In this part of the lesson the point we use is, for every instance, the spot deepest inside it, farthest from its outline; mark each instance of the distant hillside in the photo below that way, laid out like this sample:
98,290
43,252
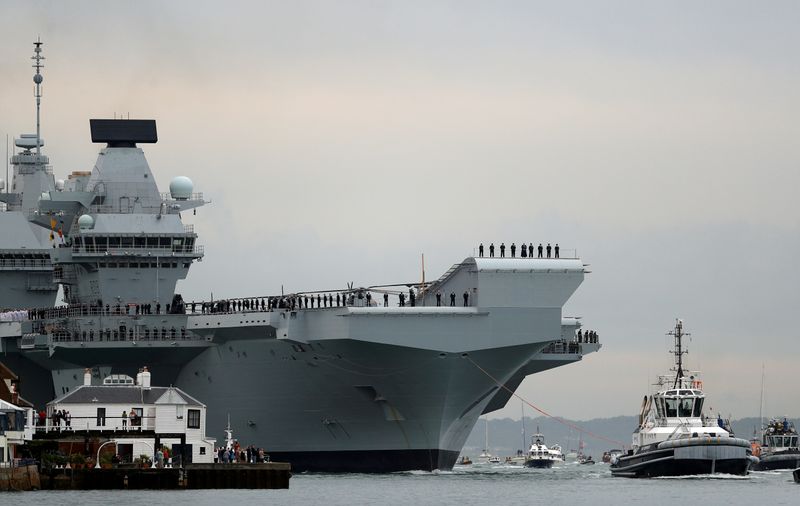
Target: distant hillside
505,435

◆ Task requirements
Write out every line above exactly, minus images.

◆ Completed exercise
In this part of the lesson the point we use is, for every instance, the spot deepest inside it, farthest from its outline; mark each instance of the distant hillside in the photo below that way, laid out like this sample:
98,290
43,252
Target: distant hillside
505,435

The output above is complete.